= What is needed =
Pick out each line in the records below that contains the word "blue", and copy those lines.

= Records provided =
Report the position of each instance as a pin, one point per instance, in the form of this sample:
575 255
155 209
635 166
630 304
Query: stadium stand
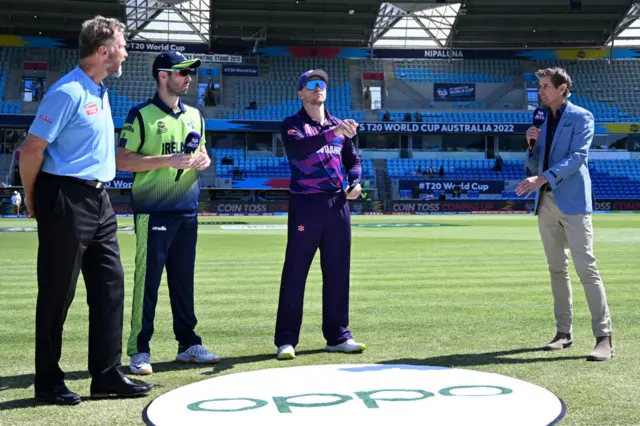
232 163
6 56
477 71
463 117
276 95
609 90
612 179
615 178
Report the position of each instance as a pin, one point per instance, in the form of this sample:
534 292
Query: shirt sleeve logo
45 119
91 109
162 128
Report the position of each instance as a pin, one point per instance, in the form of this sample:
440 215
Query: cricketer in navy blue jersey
317 144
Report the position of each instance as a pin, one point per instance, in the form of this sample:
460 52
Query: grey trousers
561 233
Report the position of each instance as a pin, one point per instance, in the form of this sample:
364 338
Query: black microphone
539 116
191 145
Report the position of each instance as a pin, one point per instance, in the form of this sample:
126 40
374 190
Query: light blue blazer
568 172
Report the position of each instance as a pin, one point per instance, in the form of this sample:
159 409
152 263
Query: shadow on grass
487 358
25 381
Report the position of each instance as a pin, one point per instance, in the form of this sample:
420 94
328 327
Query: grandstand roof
53 18
295 22
358 23
540 23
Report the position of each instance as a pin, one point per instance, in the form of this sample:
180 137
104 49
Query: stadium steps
382 179
5 168
208 176
355 77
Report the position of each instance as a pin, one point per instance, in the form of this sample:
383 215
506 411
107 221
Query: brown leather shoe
603 350
561 341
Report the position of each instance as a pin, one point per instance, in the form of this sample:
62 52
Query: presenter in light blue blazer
557 163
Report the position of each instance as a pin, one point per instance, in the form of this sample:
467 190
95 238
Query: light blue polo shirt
75 118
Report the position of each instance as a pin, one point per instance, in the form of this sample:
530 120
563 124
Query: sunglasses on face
311 85
183 72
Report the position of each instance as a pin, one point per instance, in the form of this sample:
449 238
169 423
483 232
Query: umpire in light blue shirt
65 161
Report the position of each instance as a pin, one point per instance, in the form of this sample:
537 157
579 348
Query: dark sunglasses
311 85
183 72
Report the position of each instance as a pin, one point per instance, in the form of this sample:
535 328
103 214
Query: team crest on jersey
91 109
162 128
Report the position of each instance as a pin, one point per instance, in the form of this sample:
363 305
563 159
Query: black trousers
76 232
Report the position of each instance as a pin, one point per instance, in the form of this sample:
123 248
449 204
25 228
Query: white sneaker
350 346
197 354
140 364
286 352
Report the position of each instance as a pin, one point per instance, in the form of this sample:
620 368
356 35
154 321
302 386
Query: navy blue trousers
164 240
316 221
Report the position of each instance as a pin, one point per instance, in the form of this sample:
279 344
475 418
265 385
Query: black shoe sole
58 401
117 395
595 359
564 346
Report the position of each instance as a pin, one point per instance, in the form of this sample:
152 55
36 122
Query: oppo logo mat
370 394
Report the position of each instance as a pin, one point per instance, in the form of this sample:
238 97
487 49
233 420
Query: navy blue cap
312 73
173 60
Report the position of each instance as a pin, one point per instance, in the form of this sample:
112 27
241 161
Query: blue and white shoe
286 352
140 364
350 346
197 354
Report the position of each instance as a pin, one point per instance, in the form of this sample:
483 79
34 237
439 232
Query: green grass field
473 295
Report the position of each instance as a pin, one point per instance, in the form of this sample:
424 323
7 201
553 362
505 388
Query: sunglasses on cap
183 72
311 85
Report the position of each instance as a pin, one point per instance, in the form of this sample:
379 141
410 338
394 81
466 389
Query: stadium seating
609 90
615 179
407 168
463 117
6 107
612 179
438 71
276 94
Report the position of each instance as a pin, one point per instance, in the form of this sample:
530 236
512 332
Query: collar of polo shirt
164 107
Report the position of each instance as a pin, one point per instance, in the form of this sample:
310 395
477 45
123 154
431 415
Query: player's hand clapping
348 128
181 161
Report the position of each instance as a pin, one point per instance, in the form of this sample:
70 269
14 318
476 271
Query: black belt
92 183
96 184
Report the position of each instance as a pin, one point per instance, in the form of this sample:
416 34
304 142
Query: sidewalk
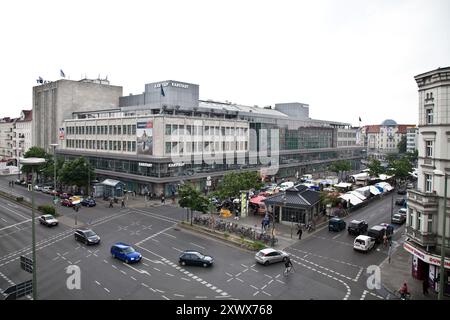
397 272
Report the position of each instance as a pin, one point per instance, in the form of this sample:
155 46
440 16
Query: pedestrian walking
425 286
299 232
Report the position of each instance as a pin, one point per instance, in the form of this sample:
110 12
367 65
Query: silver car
269 255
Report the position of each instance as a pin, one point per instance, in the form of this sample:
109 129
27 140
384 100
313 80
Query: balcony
424 239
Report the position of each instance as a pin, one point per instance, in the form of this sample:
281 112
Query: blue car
88 202
125 253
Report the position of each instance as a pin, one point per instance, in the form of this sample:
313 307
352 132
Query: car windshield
129 250
89 233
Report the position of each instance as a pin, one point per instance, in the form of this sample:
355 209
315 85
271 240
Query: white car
363 243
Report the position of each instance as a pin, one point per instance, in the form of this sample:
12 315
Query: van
378 232
286 185
336 224
363 243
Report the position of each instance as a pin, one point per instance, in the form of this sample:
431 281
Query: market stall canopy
354 200
384 186
257 200
343 185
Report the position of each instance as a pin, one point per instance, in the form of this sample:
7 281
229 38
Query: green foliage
339 166
402 145
233 183
76 172
47 209
401 168
36 152
375 168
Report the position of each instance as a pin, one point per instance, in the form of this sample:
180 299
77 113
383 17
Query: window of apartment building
429 148
429 115
429 223
418 221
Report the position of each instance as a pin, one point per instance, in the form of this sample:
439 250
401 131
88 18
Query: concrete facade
55 101
426 203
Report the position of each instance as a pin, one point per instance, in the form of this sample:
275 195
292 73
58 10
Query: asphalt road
326 266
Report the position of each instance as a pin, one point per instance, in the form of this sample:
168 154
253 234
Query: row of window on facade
419 221
127 146
175 129
209 146
126 129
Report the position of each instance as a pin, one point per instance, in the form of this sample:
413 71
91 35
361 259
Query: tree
233 183
375 168
402 145
401 169
76 172
192 200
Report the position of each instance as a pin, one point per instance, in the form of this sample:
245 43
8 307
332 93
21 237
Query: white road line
197 245
15 225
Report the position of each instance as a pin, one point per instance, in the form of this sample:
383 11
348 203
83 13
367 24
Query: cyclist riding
287 265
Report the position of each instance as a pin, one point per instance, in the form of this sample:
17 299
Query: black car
357 227
195 258
87 236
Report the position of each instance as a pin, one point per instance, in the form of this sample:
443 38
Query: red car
67 203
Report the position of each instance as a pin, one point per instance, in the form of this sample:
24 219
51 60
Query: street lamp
33 162
439 173
54 145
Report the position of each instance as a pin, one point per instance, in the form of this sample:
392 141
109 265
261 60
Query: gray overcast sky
345 58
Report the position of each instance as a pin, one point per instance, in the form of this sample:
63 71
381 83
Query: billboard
144 133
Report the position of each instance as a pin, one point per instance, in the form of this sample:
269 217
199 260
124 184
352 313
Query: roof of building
297 196
389 122
225 107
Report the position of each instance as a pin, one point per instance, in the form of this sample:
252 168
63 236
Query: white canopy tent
354 200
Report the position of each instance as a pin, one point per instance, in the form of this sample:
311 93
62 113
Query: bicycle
288 270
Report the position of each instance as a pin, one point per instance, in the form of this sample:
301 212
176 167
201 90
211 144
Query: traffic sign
19 290
26 264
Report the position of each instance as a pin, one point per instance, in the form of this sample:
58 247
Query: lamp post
439 173
33 162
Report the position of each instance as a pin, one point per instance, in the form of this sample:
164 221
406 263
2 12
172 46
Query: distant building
426 203
382 140
411 139
57 100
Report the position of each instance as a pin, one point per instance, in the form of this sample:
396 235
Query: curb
231 240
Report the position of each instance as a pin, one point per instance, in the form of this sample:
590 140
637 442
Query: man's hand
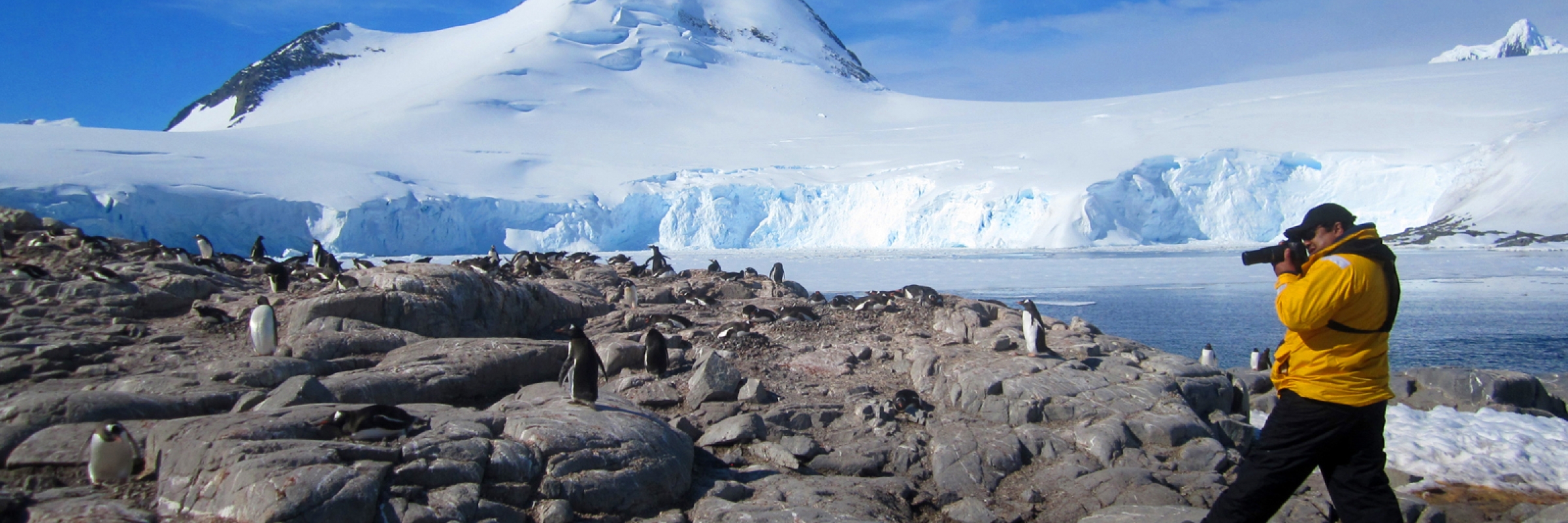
1288 266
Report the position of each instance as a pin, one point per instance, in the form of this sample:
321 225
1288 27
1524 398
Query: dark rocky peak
248 85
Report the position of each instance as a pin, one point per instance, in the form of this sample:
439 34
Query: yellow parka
1324 363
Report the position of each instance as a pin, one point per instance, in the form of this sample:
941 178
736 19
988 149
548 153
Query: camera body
1275 253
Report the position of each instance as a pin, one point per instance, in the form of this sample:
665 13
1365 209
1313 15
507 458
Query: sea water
1476 309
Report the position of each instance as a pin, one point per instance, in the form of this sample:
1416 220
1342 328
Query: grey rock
331 337
30 412
970 459
1167 424
777 454
1553 514
297 392
789 498
93 508
554 511
1201 456
617 458
751 392
455 503
970 511
1092 492
712 380
736 430
443 301
1145 514
730 490
248 401
620 354
1470 390
802 447
451 369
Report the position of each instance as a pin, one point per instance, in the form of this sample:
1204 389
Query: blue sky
134 63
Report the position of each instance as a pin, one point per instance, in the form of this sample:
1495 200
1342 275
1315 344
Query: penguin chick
656 352
372 423
112 454
212 314
733 330
264 329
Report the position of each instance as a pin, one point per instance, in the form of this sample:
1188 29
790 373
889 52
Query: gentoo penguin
204 247
906 399
733 329
29 271
372 423
659 263
656 352
264 327
101 274
758 314
584 365
1034 329
316 253
112 454
629 294
276 277
257 250
212 314
670 321
798 313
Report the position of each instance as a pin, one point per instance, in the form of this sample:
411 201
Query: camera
1275 253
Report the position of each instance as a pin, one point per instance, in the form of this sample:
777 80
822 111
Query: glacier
612 124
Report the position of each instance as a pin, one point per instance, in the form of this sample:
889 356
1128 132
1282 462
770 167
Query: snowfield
610 124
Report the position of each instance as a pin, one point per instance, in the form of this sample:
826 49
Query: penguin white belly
110 461
1031 333
264 330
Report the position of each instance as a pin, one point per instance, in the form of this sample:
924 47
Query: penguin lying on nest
372 423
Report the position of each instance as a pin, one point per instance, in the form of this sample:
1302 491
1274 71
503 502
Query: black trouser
1302 434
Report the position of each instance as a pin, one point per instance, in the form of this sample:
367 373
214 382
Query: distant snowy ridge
610 124
1523 40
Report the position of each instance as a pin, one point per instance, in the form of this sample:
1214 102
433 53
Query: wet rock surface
792 422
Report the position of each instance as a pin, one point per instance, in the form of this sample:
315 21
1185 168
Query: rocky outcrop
441 302
617 458
452 371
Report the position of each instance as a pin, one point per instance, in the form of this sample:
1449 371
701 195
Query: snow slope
1523 40
613 124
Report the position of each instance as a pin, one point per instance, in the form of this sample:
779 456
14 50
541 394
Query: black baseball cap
1326 214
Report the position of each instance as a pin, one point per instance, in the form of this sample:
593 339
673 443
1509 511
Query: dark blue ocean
1494 310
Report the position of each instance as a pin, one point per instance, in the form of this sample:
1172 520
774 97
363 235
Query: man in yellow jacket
1331 373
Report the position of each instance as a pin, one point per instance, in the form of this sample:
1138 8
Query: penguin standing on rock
112 454
264 329
372 423
204 247
584 365
656 352
257 250
1034 330
1206 357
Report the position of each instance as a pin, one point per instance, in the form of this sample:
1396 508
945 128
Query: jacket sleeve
1308 302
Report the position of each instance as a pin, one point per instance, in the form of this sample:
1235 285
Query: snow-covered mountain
747 123
1523 40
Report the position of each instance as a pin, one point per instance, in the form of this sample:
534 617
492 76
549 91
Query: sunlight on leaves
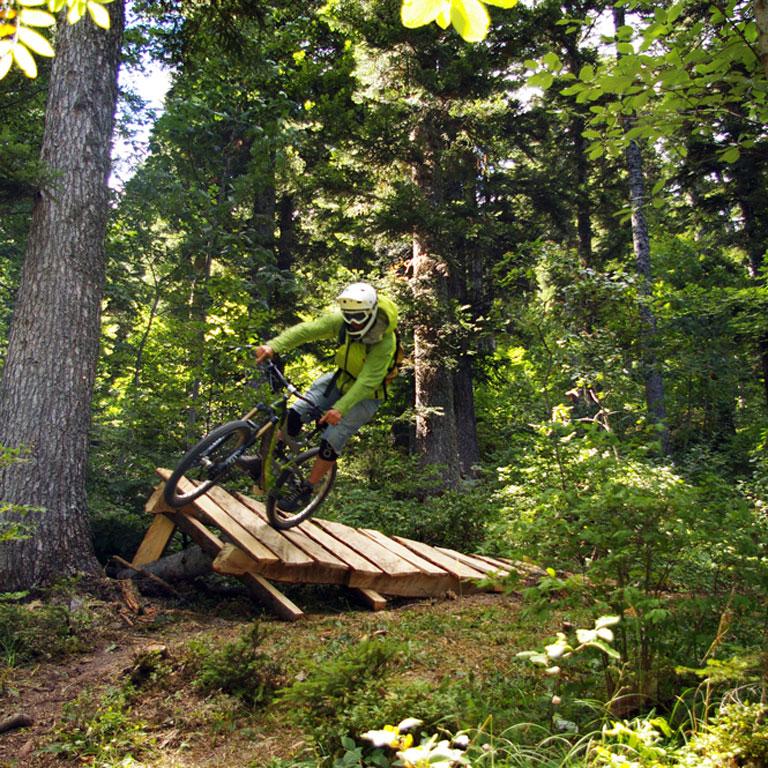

= In response =
Query: cricketer in navy blue jersey
Query: light blue blazer
Query: presenter in light blue blazer
Query: light blue polo shirt
Query: umpire in light blue shirt
Query: navy blue trousers
Query: navy blue cap
Query: blue and white shoe
Query: blue car
Query: blue sky
Query: dark blue ocean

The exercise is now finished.